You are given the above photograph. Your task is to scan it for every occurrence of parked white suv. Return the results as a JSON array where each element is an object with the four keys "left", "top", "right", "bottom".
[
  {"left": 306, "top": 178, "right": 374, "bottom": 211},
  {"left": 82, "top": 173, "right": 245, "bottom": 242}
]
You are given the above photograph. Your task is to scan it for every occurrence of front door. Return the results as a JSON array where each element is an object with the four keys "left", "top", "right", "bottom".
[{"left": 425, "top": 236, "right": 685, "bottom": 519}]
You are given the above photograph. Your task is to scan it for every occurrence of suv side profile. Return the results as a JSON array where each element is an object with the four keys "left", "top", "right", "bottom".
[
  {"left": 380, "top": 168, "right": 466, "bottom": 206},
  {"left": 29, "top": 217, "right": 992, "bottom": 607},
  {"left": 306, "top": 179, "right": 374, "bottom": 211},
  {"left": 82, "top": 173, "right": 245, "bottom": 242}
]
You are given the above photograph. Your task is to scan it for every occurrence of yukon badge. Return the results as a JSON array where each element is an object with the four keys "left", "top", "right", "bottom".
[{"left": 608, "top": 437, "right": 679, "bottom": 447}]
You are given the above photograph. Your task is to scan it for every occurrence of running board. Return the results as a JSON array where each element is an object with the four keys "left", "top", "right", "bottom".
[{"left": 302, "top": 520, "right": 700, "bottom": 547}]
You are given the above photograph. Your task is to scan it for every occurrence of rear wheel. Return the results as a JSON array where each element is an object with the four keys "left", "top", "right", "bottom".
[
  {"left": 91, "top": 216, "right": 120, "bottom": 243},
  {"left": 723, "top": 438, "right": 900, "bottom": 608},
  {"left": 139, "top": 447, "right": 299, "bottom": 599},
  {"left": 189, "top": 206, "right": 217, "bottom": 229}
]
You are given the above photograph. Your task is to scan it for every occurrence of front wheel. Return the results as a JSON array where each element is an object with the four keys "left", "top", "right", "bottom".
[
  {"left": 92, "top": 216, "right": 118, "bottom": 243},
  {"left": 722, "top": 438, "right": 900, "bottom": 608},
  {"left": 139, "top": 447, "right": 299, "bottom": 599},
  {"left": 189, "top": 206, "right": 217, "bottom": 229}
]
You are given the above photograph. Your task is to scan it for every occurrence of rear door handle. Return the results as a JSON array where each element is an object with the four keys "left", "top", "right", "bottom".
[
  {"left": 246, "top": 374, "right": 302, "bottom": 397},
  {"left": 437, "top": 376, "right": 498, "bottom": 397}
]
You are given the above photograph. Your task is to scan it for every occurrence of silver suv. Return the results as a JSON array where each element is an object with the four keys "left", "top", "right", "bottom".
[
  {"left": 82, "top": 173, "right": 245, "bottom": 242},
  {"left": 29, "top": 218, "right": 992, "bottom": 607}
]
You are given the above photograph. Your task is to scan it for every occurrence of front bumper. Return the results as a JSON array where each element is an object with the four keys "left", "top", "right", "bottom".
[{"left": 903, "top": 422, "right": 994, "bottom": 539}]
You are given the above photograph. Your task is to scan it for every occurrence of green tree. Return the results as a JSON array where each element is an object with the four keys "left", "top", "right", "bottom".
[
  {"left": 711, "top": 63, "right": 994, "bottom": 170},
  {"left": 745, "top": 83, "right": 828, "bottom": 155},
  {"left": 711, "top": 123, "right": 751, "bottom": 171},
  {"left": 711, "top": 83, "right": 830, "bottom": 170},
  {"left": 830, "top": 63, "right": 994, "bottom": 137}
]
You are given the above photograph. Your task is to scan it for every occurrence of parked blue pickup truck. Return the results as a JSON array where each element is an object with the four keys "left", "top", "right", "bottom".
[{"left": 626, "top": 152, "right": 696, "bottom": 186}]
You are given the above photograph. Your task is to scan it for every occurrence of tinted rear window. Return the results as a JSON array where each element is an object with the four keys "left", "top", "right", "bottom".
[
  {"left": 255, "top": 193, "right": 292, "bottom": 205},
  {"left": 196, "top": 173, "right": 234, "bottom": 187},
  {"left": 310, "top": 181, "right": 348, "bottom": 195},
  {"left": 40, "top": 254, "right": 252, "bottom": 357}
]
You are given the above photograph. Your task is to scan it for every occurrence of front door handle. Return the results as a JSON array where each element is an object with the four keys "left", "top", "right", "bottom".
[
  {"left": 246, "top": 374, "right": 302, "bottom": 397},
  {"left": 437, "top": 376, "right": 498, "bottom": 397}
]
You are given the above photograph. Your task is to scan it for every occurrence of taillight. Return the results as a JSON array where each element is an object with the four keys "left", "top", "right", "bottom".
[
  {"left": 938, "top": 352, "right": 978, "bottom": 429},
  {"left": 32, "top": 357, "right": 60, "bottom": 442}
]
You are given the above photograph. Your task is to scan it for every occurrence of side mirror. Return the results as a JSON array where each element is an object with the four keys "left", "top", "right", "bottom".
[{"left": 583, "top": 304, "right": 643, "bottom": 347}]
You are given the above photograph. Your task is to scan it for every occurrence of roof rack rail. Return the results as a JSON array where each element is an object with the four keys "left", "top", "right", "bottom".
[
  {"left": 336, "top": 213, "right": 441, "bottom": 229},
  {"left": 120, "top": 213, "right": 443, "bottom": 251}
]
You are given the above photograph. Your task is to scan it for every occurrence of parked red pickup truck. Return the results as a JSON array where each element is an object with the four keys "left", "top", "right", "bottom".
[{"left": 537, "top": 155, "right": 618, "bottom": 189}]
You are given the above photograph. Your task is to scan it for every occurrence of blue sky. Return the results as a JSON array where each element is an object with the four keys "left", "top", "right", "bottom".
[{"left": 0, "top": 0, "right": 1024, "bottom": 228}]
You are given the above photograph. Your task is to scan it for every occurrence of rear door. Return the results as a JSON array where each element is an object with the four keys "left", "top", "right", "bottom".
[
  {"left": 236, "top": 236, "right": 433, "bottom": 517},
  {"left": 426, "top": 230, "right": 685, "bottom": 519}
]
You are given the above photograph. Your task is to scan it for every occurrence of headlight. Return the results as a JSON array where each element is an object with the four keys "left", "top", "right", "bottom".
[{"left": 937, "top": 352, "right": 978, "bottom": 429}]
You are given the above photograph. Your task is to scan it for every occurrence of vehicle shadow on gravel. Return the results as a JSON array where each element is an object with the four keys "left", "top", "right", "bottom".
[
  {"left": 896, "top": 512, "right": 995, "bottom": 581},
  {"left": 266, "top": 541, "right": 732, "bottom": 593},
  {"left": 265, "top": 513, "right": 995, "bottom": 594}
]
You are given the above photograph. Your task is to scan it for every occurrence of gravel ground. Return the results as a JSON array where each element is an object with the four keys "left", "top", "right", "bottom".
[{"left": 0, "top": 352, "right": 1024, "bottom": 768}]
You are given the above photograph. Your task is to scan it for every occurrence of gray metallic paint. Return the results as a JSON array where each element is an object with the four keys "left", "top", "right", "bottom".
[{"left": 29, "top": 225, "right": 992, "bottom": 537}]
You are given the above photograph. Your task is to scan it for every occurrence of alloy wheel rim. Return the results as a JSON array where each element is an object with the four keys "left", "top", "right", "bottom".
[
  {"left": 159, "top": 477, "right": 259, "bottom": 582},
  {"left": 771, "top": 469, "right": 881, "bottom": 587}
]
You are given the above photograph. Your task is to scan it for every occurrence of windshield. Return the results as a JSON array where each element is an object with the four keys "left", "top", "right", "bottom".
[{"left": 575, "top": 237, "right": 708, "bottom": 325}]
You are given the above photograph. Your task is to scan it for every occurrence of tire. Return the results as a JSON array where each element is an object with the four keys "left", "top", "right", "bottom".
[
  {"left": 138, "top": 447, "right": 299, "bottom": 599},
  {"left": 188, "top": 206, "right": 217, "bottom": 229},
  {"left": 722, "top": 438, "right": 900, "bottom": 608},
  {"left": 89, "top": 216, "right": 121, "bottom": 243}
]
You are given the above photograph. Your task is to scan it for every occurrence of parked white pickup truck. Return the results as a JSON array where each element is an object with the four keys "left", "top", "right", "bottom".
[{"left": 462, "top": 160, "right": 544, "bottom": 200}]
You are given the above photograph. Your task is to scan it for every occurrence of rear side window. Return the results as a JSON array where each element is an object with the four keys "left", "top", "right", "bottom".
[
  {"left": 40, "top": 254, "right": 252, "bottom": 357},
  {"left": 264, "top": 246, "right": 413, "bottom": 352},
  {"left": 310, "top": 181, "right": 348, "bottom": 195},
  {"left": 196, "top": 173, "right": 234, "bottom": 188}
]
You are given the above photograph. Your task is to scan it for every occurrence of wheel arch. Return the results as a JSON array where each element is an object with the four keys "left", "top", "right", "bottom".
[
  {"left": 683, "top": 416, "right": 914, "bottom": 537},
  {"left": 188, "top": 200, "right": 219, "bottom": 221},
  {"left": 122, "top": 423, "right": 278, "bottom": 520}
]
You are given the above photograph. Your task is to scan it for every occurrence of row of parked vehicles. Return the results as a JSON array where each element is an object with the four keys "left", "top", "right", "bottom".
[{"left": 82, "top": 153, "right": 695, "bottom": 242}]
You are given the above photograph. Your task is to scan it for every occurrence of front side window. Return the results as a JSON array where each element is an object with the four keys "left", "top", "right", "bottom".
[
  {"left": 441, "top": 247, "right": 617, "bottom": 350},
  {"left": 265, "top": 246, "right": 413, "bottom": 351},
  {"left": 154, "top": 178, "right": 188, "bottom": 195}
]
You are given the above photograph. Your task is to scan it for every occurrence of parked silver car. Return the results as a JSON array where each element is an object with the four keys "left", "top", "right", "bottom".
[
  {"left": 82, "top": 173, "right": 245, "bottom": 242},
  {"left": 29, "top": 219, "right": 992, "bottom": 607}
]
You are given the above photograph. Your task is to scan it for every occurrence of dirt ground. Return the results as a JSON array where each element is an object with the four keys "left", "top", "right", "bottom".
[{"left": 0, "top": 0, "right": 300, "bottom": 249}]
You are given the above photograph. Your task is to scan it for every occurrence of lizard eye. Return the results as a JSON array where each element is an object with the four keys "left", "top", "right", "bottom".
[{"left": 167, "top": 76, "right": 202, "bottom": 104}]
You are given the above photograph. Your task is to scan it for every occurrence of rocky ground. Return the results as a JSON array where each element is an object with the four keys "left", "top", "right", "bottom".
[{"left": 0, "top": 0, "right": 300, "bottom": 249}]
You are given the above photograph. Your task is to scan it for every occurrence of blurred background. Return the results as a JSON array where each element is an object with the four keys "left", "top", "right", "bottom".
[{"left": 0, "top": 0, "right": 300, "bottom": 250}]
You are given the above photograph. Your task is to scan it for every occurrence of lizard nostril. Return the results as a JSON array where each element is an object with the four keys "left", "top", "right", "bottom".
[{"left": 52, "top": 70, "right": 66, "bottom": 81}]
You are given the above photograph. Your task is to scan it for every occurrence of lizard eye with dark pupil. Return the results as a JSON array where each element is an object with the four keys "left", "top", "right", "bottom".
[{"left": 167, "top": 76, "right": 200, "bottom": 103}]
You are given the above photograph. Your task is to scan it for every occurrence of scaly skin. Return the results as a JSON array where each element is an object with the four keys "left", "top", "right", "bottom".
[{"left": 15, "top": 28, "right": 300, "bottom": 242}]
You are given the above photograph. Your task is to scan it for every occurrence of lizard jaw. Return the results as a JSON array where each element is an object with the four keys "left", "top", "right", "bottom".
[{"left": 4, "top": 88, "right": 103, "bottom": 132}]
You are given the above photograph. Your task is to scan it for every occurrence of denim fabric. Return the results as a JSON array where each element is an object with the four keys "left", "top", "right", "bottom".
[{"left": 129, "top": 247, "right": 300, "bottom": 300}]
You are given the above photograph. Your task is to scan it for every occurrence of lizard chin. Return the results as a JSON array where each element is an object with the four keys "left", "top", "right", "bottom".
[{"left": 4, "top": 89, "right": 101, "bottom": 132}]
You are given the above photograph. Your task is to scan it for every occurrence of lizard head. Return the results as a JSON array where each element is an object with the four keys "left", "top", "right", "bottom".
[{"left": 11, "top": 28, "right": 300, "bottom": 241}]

★ ★ ★ ★ ★

GOAL OF THE EXERCISE
Extract, exactly as they appear, the lines from the one containing "of lizard chin." through the final line.

SOLUTION
You are given the above photograph. Your task is to scan it for every occurrence of lizard chin. Return the results as a JSON array where each element is an object with the four keys "left", "top", "right", "bottom".
[{"left": 4, "top": 89, "right": 101, "bottom": 132}]
You are given the above photograph. Your task is to scan it for every occurrence of lizard head. Return the results as a JSON array where each element is an object with the four keys "left", "top", "right", "bottom".
[{"left": 11, "top": 28, "right": 300, "bottom": 241}]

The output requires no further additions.